Records from a collection:
::::::
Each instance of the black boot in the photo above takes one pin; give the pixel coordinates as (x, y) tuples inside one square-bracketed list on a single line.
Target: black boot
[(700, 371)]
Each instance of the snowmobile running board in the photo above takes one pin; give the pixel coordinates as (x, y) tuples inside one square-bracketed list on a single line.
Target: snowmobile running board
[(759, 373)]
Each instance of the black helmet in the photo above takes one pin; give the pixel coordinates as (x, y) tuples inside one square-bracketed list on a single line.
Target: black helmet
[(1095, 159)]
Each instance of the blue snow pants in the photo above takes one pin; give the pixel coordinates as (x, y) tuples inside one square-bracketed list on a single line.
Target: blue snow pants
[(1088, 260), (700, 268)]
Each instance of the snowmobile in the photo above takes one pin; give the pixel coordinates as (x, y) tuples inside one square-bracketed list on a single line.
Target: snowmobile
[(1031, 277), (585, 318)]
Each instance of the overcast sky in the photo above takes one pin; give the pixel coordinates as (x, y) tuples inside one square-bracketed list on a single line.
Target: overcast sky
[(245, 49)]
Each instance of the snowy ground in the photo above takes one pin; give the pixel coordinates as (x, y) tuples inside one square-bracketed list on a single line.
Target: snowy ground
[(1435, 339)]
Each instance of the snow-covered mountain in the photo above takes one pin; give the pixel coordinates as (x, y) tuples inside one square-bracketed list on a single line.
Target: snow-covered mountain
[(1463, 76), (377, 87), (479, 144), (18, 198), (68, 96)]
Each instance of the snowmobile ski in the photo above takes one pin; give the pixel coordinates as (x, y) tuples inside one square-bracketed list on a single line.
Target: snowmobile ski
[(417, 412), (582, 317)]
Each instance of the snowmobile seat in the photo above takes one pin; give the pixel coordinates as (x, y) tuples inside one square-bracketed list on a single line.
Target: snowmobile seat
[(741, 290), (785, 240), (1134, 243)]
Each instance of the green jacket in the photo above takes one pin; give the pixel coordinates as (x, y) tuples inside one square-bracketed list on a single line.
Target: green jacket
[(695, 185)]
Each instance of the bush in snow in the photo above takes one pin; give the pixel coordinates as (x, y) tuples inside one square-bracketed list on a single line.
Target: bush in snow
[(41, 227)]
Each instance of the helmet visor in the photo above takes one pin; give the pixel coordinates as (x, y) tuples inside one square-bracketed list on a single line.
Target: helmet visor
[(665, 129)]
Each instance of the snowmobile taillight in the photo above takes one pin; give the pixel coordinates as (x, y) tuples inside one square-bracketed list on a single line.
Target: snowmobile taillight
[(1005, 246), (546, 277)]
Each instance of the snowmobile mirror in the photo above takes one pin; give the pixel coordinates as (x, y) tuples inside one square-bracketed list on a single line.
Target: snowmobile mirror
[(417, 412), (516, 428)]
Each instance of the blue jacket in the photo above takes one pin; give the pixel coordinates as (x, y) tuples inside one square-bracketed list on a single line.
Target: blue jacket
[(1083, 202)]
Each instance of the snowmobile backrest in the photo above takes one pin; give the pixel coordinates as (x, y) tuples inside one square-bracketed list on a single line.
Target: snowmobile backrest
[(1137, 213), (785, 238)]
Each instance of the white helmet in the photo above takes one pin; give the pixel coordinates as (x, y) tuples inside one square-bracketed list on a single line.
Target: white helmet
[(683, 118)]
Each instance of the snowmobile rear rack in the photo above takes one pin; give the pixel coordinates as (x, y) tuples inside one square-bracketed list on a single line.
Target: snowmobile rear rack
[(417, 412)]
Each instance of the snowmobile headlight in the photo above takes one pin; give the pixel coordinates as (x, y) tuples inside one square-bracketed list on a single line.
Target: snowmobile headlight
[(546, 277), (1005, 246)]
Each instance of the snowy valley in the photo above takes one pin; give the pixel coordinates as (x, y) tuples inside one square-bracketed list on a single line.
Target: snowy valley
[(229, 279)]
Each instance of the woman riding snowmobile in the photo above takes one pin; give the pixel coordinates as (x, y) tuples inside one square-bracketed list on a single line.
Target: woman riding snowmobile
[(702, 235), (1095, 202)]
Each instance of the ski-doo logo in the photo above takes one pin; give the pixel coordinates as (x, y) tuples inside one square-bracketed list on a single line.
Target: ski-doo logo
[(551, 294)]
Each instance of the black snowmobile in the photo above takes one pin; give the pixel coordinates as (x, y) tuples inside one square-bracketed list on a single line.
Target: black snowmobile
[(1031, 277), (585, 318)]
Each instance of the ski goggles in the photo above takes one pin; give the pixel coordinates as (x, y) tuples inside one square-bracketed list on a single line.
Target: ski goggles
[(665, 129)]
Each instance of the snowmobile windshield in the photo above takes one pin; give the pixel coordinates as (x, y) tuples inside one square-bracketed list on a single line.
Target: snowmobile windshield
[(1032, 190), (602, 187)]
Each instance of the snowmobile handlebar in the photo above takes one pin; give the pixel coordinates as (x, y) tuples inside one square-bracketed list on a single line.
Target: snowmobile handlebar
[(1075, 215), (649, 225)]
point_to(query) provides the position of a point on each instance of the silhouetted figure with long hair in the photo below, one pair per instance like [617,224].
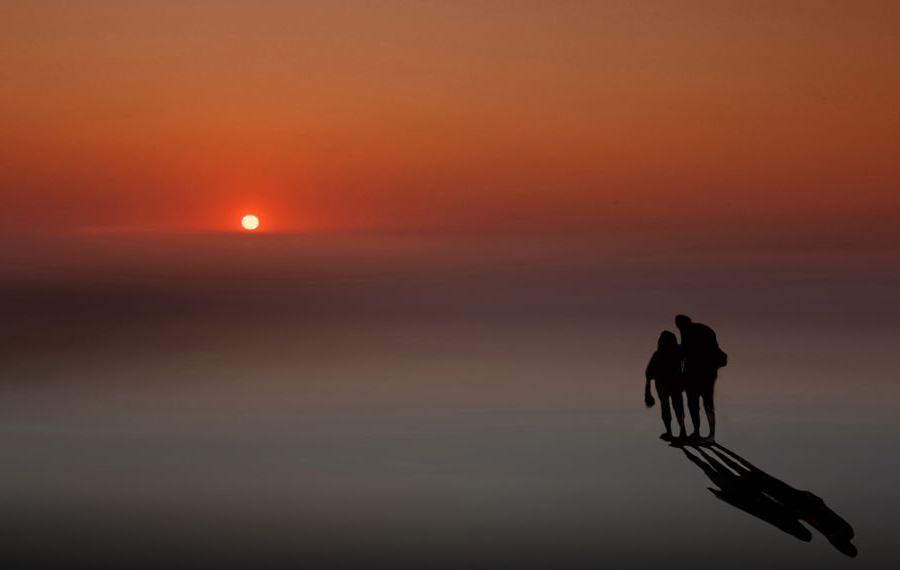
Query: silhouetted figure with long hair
[665,368]
[757,493]
[702,360]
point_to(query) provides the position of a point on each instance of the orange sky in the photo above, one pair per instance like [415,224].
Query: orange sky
[499,116]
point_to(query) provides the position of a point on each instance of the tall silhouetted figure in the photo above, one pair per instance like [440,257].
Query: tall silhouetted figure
[665,368]
[702,360]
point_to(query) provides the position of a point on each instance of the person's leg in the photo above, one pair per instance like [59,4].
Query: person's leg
[678,407]
[709,406]
[667,415]
[694,409]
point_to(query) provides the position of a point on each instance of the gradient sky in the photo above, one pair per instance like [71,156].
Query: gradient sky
[770,118]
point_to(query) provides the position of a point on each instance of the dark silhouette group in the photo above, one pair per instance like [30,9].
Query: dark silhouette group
[691,368]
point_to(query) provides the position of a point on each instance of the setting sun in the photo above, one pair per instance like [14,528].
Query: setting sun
[250,222]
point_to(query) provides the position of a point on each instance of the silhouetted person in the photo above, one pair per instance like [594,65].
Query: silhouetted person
[665,368]
[702,360]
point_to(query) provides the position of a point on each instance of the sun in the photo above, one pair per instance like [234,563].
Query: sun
[250,222]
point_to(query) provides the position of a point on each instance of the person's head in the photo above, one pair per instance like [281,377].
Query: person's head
[667,341]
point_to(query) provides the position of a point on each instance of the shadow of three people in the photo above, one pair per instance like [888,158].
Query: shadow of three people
[744,486]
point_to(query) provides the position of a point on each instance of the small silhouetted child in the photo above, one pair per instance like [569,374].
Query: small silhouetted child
[665,368]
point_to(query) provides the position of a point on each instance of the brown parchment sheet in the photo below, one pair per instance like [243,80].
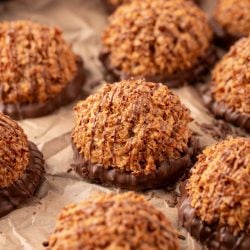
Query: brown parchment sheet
[82,22]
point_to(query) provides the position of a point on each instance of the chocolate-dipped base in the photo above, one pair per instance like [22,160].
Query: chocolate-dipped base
[20,111]
[166,174]
[176,80]
[16,194]
[220,110]
[214,237]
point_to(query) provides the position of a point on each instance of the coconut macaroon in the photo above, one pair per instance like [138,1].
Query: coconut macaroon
::::::
[Your task] Reproduce the data above word for word, but leave the images out.

[Your solution]
Each instance of the black boot in the photo above takes one pin; give the pixel coordinates as (x, y) tuples inside one square-bracketed list on a single line.
Target: black boot
[(700, 371)]
Each instance of the snowmobile running board in the photo above takes one pin; give the pixel coordinates as (x, y) tuples inside one square-bracketed list on a single line.
Target: snowmobile running board
[(759, 373)]
Each instance of the black helmet in the photo above takes one pin; give the pixel coordinates as (x, y) tuples inside one square-bracketed list on a single line.
Target: black helmet
[(1095, 159)]
Each instance of the blue snow pants in the photo above takes one pin; give the pixel coordinates as (x, y) tuples inside one square-bracketed list on a single line.
Target: blue snow pants
[(1088, 260), (700, 268)]
Each instance of the snowmobile in the photo above takes one pin; give the pixel coordinates as (x, y) tuples inside one square-bracketed list on a single line.
Target: snowmobile
[(1031, 277), (585, 318)]
Each instance of the overcast sky in the photo above takes one pin; give the pixel coordinates as (x, y) tuples inside one square-bracketed list on a single line.
Target: overcast sky
[(245, 49)]
Each instance of the snowy ground in the photo above takes one pin; give the pixel coordinates as (x, y) tuples inside one square-bracketed list on a single line.
Target: snowy ground
[(1435, 339)]
Each instance of the snow-covered mountain in the photo above takes one pin; give the pixel coordinates as (x, y) tuples inside one square-bracketed list on a single line.
Target: snow-covered mountain
[(1463, 76), (377, 87), (479, 144), (18, 198), (68, 96)]
Each instance of the snowmobile ski in the photo above takes one pin; give the pixel coordinates as (x, y) tuples inside one square-bracketed list on a single line.
Target: snowmobile ski
[(417, 412), (582, 317)]
Each instance of the snowmobile seat in the photo above takes one pin; give the pixel coordinates as (x, y) tuples inside one square-bracketed list on a single line.
Target: snowmobile seat
[(741, 290), (785, 240), (1134, 243)]
Each instance of the green jacket in the photo above takes one pin; give the pixel coordinates as (x, y) tuples inside one square-bracketed list on a single line.
Target: green jacket
[(695, 185)]
Each instance of the bush in snow in the photo above takes one pin; give the pixel coordinates as (x, y) tuples inside one square-bracketed list on a single line.
Target: bush in snow
[(41, 227)]
Each instance of the helmet visor in the photo above takes one pin; give the pixel coordinates as (x, y) tuples inside one square-bracketed list on a single line.
Target: helmet visor
[(665, 129)]
Each instance of the snowmobile taillight in the photo above takes one pin; give the pixel coordinates as (x, y) tuples inside one square-bracketed list on a single line.
Target: snowmobile taillight
[(1005, 246), (546, 277)]
Each instance of the snowmobile mirror in the photo above takes one pin; give the pixel coordinates as (x, y) tuples inside one square-bracketed list on a single line.
Target: snowmobile mirror
[(417, 412), (516, 428)]
Each instance of the blue jacket in the photo above takes one pin; give the pixel coordinates as (x, y) tuples inside one square-bracketed list on a single line.
Target: blue jacket
[(1083, 202)]
Each instance of the snowmobile backrest in the photo above takes one pin; give the pixel coordinates as (x, y) tuples inside one square-bracketed list on a single line.
Target: snowmobile backrest
[(1137, 213), (785, 238)]
Each instance of the white helmet in the photo above takes one pin; give the pixel coordinates as (x, y) tuples inside one square-bracketed list on a single line.
Target: white helmet
[(683, 118)]
Each instance of the snowmobile rear rack in the photo above takes one pin; give the pixel coordinates as (x, y) tuples inside one square-bracketed list on a single line.
Target: snowmobile rear rack
[(417, 412)]
Each instance of the snowmobile headlight in the photo above takes one pin; give the pixel coordinates as (x, y) tuples inside one square-bracketed list on a single line.
Target: snowmobile headlight
[(546, 277), (1005, 246)]
Each instance of the snowy valley in the photo above takes one pin; give the pixel coordinates as (x, y) tuples inside one square-bracketed list on a single line.
Target: snowy valley
[(229, 279)]
Each instance of the woman riding snowmobile in the photo above takes one pin; give the pixel coordinates as (x, y) tuples inside one square-bracketed list on a single line.
Target: woman riding snowmobile
[(702, 235), (1095, 202)]
Each instance of the ski-doo logo in the photo above takes one pin; give the pixel coordinates as (x, y) tuples inside one square-bracketed list on a single line.
Target: ski-doo logo
[(551, 294)]
Each instance of the black snowmobile in the photo above takes one pin; give the pixel coordinates as (x, y) tuples inside one square-bracketed list on a single line.
Target: black snowmobile
[(1031, 277), (585, 318)]
Each instance of the ski goggles in the photo above takes one pin; give the pixel coordinates as (x, y) tuples inside one square-bracketed list on a single line.
Target: ski goggles
[(665, 129)]
Each instance of the snowmobile windshield in the photo above takes one pin; give the pixel coordinates as (x, y) tuples inside one square-bracketed list on a single line.
Target: snowmobile windshield
[(1032, 190), (602, 187)]
Each instance of the snowmobile handlebar in the photo above takes one pin; give the pixel coordinates as (x, y) tuples inside one square-bracketed list on a single line.
Target: snowmobile handlebar
[(1075, 215), (649, 225)]
point_to(query) provides the position of a point on each instance of the silhouetted figure with long hair in the photo below, one pair per instance like [617,224].
Query: silhouetted figure with long hair
[665,368]
[757,493]
[702,360]
point_to(query) provides the position of a point on each instance of the orange sky in the photo above, one pair per instance like [415,224].
Query: orange sky
[499,116]
point_to(query) provides the position of a point on each instance of the tall silhouetted figure in the photo above, one pair per instance like [440,257].
Query: tall silhouetted figure
[665,368]
[702,360]
point_to(query) provides the position of a point on each instance of the person's leg in the photo above, one pair per instance like [59,4].
Query: person's leg
[678,407]
[709,406]
[667,415]
[694,409]
point_to(query) provides the position of a point on each instance of the gradient sky in the photo above, one pair per instance like [71,156].
Query: gradient sky
[770,118]
point_to(query) provides the position of a point on each instance of the dark silhouette group in the photo above, one pair per instance like [30,9].
Query: dark silhouette group
[691,368]
point_to(query) provides the position of a point on each instance of the setting sun in the photo above, one pair per instance like [14,528].
Query: setting sun
[250,222]
point_to(query) provides the position of a point on each instance of the silhouetted person in the photo above, one pair per instance like [594,65].
Query: silhouetted person
[665,368]
[702,360]
point_to(query) provides the position of a point on each instance of the sun in the photo above, one pair per instance like [234,563].
Query: sun
[250,222]
point_to(query) provides the position of a point on each instance of the person's head in the photo above, one pair per instance like [281,377].
Query: person's head
[667,341]
point_to(query) provides the position of a point on each instance of the shadow of three people in the photo above, one pair per instance like [888,158].
Query: shadow of three people
[744,486]
point_to(query) provides the position of a point on each instance of the small silhouetted child in the photo above, one pair per instance like [569,374].
Query: small silhouetted child
[665,368]
point_to(query) provides the position of a point on each instance of the brown parchment sheet in the photo below, one pair per instance like [243,80].
Query: brown parchment sheet
[82,22]
point_to(query) provides the position of a point on each instance of the chocolate-dipped base in the photo above, one pair per instance like [22,160].
Query: chocolate-dipped base
[20,111]
[166,174]
[176,80]
[16,194]
[220,110]
[214,237]
point_to(query) provides the position of a point on each instance of the coconut macaroon in the photo above, one pair per instance like [138,1].
Query: coconut macaroon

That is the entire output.